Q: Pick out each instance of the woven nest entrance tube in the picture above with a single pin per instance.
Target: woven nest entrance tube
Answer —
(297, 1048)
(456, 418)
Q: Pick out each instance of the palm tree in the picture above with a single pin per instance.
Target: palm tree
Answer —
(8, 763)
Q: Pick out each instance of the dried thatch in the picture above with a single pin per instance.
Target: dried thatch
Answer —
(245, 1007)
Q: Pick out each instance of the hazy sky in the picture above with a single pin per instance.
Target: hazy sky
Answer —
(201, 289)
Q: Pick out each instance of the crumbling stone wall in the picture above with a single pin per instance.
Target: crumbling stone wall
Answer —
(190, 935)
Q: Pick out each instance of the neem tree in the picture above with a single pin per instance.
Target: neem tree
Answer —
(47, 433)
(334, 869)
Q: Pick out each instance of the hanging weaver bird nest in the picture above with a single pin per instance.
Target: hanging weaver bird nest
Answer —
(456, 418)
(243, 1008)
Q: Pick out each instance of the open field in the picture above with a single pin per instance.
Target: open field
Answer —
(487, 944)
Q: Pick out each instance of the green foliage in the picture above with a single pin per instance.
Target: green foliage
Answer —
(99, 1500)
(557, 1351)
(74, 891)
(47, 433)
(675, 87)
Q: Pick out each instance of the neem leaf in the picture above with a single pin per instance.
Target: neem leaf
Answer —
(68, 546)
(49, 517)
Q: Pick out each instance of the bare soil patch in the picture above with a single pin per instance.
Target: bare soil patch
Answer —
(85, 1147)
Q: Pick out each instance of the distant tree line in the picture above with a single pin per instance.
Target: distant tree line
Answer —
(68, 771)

__PROBLEM DESCRIPTION__
Each line of the material above must be retyped precisely.

__COMPLETE OUTPUT__
Q: Pick out each instance of the woven nest entrance tube in the picture above with a single pin per instance.
Target: woven nest entrance tube
Answer —
(297, 1048)
(456, 418)
Q: Pick out each instance of the palm tree in the picture above with a single pin per instance.
Target: palm tree
Answer —
(8, 763)
Q: Pick out each instance of the dried thatch in the picture above with a single pin per instance.
Target: dried thatch
Answer —
(245, 1007)
Q: Pick out each instance of the hazy sky in the picture above with a single pin per instance.
Target: hazy sky
Answer —
(201, 289)
Q: Pick out each instance of the crumbling stone wall in the picture above with a single pin per instance.
Target: crumbling stone wall
Answer —
(190, 935)
Q: Pick out each instance of the neem tree in the picture above with a single pin per instance.
Target: neem tree
Answer —
(47, 433)
(334, 869)
Q: Pick out each instance of the hanging weaver bird nest in the picture above with a single pin per instance.
Target: hanging weaver bird nest
Answer —
(456, 418)
(243, 1008)
Q: Pick out each instance of the open field in the picture above with a single pin per instance.
Target: open field
Answer —
(487, 944)
Q: Pick out each instance of the green foliage in the picture above with a single pin per instance.
Target: green foliage
Answer —
(99, 1500)
(557, 1351)
(74, 891)
(47, 433)
(675, 87)
Q: Pick out each instance of the neem leaf in the picture above with a single pin per instance.
Target: neem leaf
Answer —
(68, 546)
(49, 517)
Q: Pick out each instance of the bare soil patch in the picture above with a single pin per instance.
Target: bare soil patch
Answer —
(85, 1147)
Q: Pick out each instance of the distant tree line in the picture above with a single pin per instance.
Target: distant tree line
Answer —
(68, 771)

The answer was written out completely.